# My new interior



## Lo_N_Lavish (Oct 8, 2006)

just got my seats done n headliner n shit,


----------



## Ragtop Ted (Sep 11, 2007)

> _Originally posted by Lo_N_Lavish_@Dec 6 2007, 05:07 PM~9391808
> *just got my seats done n headliner n shit,
> 
> 
> ...


 :thumbsup:


----------



## MR. BUICK (Jan 21, 2006)

> _Originally posted by Lo_N_Lavish_@Dec 6 2007, 06:07 PM~9391808
> *just got my seats done n headliner n shit,
> 
> 
> ...


I like it man, that shit is clean... :thumbsup:


----------



## Lo_N_Lavish (Oct 8, 2006)

66 4 door some hatem, but i lovem


----------



## MR. BUICK (Jan 21, 2006)

> _Originally posted by Lo_N_Lavish_@Dec 6 2007, 06:25 PM~9391962
> *66 4 door some hatem, but i lovem
> *


Nothing wrong with a little 4 door action... :biggrin:


----------



## Lo_N_Lavish (Oct 8, 2006)

as you can see its snowing up here in DC, so im waiting till it get warm enough and ill prolly do the same color scheme n my trunk, and probably get some interior paint for my dash


----------



## MR. BUICK (Jan 21, 2006)

> _Originally posted by Lo_N_Lavish_@Dec 6 2007, 06:27 PM~9391996
> *as you can see its snowing up here in DC, so im waiting till it get warm enough and ill prolly do the same color scheme n my trunk, and probably get some interior paint for my dash
> *


Yeah, touching up the dash would look nice...and along with a matching trunk, you'll be set.  How's the body/paint? That sucks about the snow, I can't really say that I know what that's like though...


----------



## Lo_N_Lavish (Oct 8, 2006)

i actually put the interior in just after having the floors coated and around the windshields sandblasted and re-sealed, the paint isnt much to look at, thats the next stage actually. i dont have any major plans just some dark green to match my interior 










heres a before









than after being recoated 









and you guys already saw the next step


----------



## MR. BUICK (Jan 21, 2006)

» **WHAT IS EXPECTED**
Please state the color Lo_N_Lavish plans to use for the car's paint in the forum thread. The items are separate material and not part of the forum thread.

» **DATA ENTRIES**

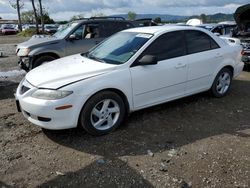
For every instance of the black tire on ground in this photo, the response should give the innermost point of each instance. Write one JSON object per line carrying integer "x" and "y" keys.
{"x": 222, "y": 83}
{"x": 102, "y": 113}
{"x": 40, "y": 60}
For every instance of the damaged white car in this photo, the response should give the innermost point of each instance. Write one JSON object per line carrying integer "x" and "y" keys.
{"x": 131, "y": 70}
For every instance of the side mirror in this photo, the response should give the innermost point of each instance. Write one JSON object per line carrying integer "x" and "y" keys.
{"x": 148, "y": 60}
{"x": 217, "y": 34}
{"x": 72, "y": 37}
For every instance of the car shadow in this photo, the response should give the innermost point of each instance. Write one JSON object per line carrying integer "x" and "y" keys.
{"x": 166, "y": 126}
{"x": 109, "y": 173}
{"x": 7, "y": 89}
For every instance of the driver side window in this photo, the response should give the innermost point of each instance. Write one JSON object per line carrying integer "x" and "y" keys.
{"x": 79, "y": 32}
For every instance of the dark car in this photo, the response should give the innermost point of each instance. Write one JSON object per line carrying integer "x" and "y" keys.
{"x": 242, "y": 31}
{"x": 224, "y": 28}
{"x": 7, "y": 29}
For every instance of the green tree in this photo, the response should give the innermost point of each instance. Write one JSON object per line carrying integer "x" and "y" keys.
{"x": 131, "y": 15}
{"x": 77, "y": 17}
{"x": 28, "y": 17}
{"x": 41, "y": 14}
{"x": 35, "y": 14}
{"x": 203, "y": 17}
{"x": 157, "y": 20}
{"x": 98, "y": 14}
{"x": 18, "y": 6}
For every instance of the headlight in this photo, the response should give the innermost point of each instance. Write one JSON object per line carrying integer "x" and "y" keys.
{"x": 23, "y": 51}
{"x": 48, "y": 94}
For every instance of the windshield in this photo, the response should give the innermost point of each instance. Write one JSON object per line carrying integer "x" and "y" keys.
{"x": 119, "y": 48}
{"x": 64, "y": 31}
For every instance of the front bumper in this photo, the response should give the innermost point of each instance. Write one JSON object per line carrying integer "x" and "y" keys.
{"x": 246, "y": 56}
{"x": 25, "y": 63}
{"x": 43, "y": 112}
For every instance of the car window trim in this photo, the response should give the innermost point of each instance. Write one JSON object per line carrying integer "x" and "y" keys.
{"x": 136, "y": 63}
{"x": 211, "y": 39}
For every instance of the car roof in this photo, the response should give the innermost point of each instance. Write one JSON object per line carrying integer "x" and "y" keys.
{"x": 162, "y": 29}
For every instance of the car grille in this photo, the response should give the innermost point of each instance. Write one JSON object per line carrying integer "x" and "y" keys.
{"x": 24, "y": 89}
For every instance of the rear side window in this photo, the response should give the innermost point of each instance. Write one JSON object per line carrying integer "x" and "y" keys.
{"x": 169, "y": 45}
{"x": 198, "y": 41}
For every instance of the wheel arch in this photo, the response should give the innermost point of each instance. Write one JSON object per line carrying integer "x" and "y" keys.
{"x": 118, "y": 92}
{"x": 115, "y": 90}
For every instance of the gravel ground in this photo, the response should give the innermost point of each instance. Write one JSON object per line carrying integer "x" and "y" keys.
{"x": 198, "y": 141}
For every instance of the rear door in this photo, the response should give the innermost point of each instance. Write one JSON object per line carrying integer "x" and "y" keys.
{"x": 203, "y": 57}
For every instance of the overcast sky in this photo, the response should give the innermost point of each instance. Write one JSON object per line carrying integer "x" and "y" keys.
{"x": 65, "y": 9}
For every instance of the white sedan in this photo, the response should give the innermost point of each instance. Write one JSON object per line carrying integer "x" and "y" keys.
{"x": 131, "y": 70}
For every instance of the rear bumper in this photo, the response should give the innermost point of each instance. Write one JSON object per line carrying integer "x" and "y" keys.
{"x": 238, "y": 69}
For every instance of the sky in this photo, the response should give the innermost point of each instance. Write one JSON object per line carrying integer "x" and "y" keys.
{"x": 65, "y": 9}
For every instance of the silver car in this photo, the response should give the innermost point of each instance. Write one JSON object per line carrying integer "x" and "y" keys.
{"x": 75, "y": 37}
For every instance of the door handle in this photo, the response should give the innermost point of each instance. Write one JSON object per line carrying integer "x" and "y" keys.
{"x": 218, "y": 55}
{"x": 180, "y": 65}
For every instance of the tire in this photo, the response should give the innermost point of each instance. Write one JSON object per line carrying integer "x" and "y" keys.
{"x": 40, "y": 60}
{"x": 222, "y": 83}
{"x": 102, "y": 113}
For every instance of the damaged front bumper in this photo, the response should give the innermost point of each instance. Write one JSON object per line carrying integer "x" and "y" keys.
--
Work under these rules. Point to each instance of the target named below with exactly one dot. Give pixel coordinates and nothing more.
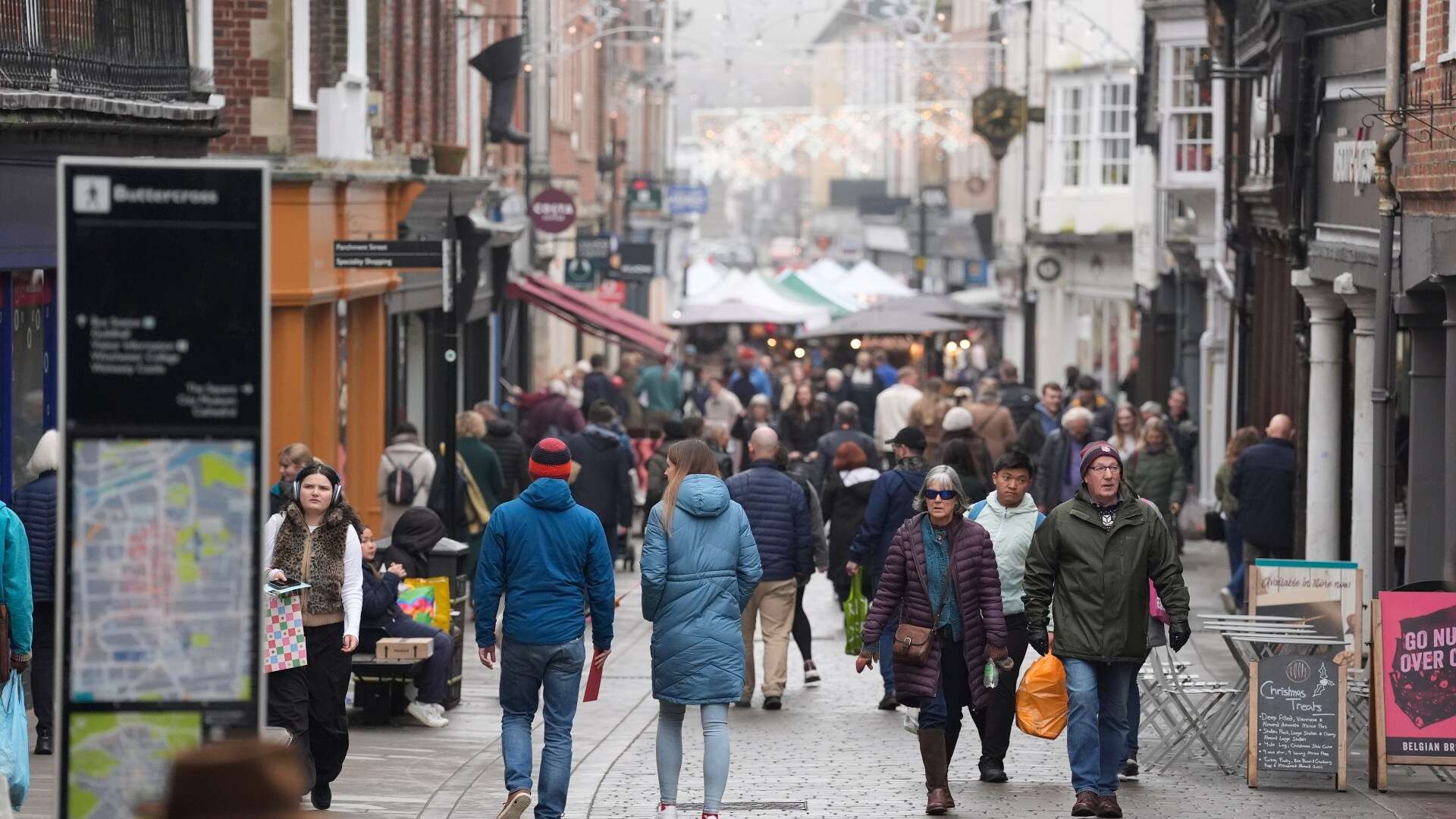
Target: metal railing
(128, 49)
...
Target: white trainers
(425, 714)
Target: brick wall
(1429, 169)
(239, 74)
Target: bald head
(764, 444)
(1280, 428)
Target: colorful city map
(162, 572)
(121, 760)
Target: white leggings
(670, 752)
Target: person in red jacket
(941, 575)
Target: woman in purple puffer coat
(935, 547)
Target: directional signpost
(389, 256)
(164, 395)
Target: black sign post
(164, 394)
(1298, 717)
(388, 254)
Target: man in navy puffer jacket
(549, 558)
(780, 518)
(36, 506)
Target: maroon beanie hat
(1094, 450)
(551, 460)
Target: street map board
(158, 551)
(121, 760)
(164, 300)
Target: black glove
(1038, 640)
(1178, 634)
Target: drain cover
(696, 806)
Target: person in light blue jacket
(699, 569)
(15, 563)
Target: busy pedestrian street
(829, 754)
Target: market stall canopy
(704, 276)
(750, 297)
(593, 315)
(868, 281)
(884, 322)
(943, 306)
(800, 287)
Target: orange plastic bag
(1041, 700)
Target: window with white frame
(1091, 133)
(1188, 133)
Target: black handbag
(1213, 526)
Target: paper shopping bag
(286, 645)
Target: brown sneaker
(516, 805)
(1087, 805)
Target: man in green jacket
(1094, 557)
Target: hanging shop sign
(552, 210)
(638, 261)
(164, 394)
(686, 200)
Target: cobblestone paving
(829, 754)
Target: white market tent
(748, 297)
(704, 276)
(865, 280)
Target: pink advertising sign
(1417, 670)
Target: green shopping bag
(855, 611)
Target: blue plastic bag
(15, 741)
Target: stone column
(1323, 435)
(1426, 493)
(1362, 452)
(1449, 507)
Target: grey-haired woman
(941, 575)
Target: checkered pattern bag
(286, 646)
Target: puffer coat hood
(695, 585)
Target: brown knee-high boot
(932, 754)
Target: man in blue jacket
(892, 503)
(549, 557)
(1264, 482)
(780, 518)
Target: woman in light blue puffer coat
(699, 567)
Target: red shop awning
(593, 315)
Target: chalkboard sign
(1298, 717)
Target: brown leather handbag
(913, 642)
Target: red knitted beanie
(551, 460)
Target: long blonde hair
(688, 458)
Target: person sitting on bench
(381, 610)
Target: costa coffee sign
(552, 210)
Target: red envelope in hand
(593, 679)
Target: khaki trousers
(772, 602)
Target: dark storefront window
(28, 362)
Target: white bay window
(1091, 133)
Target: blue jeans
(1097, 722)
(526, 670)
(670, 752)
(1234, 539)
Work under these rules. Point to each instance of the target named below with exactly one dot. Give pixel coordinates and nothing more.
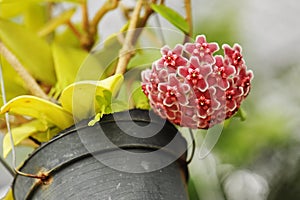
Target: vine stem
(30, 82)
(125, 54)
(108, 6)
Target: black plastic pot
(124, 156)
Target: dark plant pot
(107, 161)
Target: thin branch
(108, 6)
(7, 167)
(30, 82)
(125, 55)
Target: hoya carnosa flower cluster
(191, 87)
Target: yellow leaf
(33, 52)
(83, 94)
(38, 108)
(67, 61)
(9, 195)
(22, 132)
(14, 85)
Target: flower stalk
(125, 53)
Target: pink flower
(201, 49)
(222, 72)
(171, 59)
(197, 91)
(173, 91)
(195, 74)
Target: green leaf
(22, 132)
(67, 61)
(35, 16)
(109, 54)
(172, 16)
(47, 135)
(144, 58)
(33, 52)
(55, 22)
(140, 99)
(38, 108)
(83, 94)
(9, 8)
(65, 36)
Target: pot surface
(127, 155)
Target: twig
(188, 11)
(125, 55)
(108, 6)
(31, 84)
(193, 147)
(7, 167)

» **ANSWER IN FULL**
Dark green, to match the interior.